*To be done*
Rewrite everything from the line containing "point: the yellowish" down to the end of the rows, changing each "bus" to "coach" and keeping all else the same.

*Data section*
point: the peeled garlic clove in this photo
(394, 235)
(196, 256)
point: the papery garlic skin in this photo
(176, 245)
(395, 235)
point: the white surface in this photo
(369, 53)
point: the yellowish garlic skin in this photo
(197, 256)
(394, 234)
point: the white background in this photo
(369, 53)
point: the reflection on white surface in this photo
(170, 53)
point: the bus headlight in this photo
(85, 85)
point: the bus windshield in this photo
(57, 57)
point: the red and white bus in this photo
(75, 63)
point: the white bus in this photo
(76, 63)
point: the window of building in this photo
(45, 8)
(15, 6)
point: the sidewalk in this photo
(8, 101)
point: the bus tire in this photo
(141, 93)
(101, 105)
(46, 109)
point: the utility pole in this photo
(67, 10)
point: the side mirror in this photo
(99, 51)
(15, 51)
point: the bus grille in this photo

*Written solution*
point: the yellowish garlic skin in this photo
(197, 256)
(394, 234)
point: the white background in this photo
(369, 53)
point: the reflection on white surface in this photo
(170, 53)
point: the coach headlight in this photo
(85, 85)
point: the coach windshield in this photo
(57, 57)
point: the red and white coach in this photo
(75, 63)
point: the white coach in this photo
(76, 63)
point: the window of building in this photo
(45, 8)
(15, 6)
point: the sidewalk in this photo
(8, 101)
point: the coach tire in this photo
(141, 93)
(101, 105)
(46, 109)
point: the utility pole in this photo
(67, 10)
point: the side mirror in this photo
(99, 51)
(15, 51)
point: the coach grille in this photo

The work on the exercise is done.